Before, I was using the algorithm COBYLA from NLOPT, but it seems that the optimizer fails to do what I want, thus I am now trying to switch to pymoo which seems very promising for the problem I try to solve. Currently, the function I use for the optimisation is the following, where the constraints (ieq and eq) are each defined by a wrapper function that outputs the flattened constraints:

'''
def pymoo_sens_opt(model: GenerateFromSystem, trajectory: PiecewiseSplineTrajectory, opt_options):

target, lb, ub, PI_mask, use_yaw, cost_mode, pymoo_settings = opt_options
pop_size, n_gen = pymoo_settings

trajopt = trajectory.deepcopy()  # local copy
x_ini = trajopt.get_flat_params()  # initial vector for the optimization (waypoints + times)
# print(f'x_ini = {x_ini}')  # debug

N = 500
ODE: JitParam = model.ODE
s = model.s
if trajectory.N_dim * (trajectory.degree + 1) != np.size(ODE["a"]):
    raise RuntimeError()

def get_cost_from_flat_params(x):
    ntrajopt = trajopt.deepcopy()
    ntrajopt.update_from_flat_params(x)  # get current trajectory
    costval = cost(ntrajopt, ODE, num=N, PI_mask=PI_mask, W_range=s.W_range, use_PI_yaw=use_yaw, cost_mode=cost_mode)
    return costval

def constraints_wrap(x):
    trajcon = trajopt.deepcopy()
    trajcon.update_from_flat_params(x)  # get current trajectory
    model.integrate_along_trajectory(trajcon, N)  # do the integration
    states_vec = ODE.last_result
    time_vec = ODE.time_points
    ineqconres = model.ineqcon(states_vec, time_vec, target, None)  # input saturations and rmin
    eqconres = model.pymoo_eqcon(states_vec, time_vec, target)  # target reach
    constraints = np.block([ineqconres, eqconres])
    return constraints.flatten()

def ieq_wrap(x):
    trajcon = trajopt.deepcopy()
    trajcon.update_from_flat_params(x)  # get current trajectory
    model.integrate_along_trajectory(trajcon, N)  # do the integration
    states_vec = ODE.last_result
    time_vec = ODE.time_points
    ineqconres = model.ineqcon(states_vec, time_vec, target, None)  # input saturations and rmin
    return ineqconres.flatten()

def eq_wrap(x):
    trajcon = trajopt.deepcopy()
    trajcon.update_from_flat_params(x)  # get current trajectory
    model.integrate_along_trajectory(trajcon, N)  # do the integration
    states_vec = ODE.last_result
    time_vec = ODE.time_points
    eqconres = model.eqcon(states_vec, time_vec, target)  # target reach
    return eqconres.flatten()

def get_init_pop(x, target, pop_size):
    X = np.zeros((pop_size, len(x)))
    init_traj = trajectory.deepcopy()
    lastvec = init_traj.waypoints[-2][0, :3] - target[0, :3]
    ldist = norm(lastvec)
    b1 = lastvec / ldist
    thr, psir, rr = [0, 2 * np.pi], [-np.pi / 2, 0.9 * np.pi / 2], [0.2 * ldist, 3 * ldist]
    e = np.array([0, 0, 1])
    b2 = np.cross(e, b1) / norm(np.cross(e, b1))
    b3 = np.cross(b1, b2)
    for k in range(pop_size):
        vec = np.dot(rotation_matrix(b1, np.random.uniform(thr[0], thr[1])), b3)

● To do
1. Transcribe the pymoo optimization post, starting with "init_traj = trajectory.deepcopy()" and going on through "b3 = np.cross(b1, b2)".
2. Answer these questions from the pymoo optimization post:
(a) Which algorithm, and from which library, was the author using before switching to pymoo?
(b) What value is assigned to N in the optimization function?
(c) Which two names are unpacked from pymoo_settings?
3. Take the pymoo optimization post further, picking up right after its final line.

● Raw data

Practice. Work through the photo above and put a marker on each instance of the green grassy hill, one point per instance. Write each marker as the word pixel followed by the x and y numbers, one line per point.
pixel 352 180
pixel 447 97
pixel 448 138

● The responses
1.
init_traj = trajectory.deepcopy()
    lastvec = init_traj.waypoints[-2][0, :3] - target[0, :3]
    ldist = norm(lastvec)
    b1 = lastvec / ldist
    thr, psir, rr = [0, 2 * np.pi], [-np.pi / 2, 0.9 * np.pi / 2], [0.2 * ldist, 3 * ldist]
    e = np.array([0, 0, 1])
    b2 = np.cross(e, b1) / norm(np.cross(e, b1))
    b3 = np.cross(b1, b2)

2.
(a) COBYLA from NLOPT
(b) 500
(c) pop_size and n_gen

3.
        ovec = np.cross(vec, b1)
        newvec = np.dot(rotation_matrix(ovec, np.random.uniform(psir[0], psir[1])), vec)
        gen_traj = init_traj.deepcopy()
        gen_traj.waypoints[-2][0, :3] = gen_traj.waypoints[-2][0, :3] + np.random.uniform(rr[0], rr[1]) * norm(lastvec) * newvec
        x = gen_traj.get_flat_params()
        X[k, :] = x
    return X

# needed for pymoo algorithm:
n_vars = len(x_ini)  # number of variables of the problem
objectives = [
    get_cost_from_flat_params
]
ieq = [ieq_wrap]
eq = [eq_wrap]
xl, xu = trajectory.gen_pymoo_bounds(target, [lb, ub])

problem = FunctionalProblem(n_var=n_vars,
                            objs=objectives,
                            constr_ieq=ieq,
                            constr_eq=eq,
                            xl=xl, xu=xu)

# create initial data for the algorithm (sample trajectories):

X = get_init_pop(x_ini, target, pop_size)
pop = Population.new('X', X)
Evaluator().eval(problem, pop)

reference_directions = np.array([[1.0]])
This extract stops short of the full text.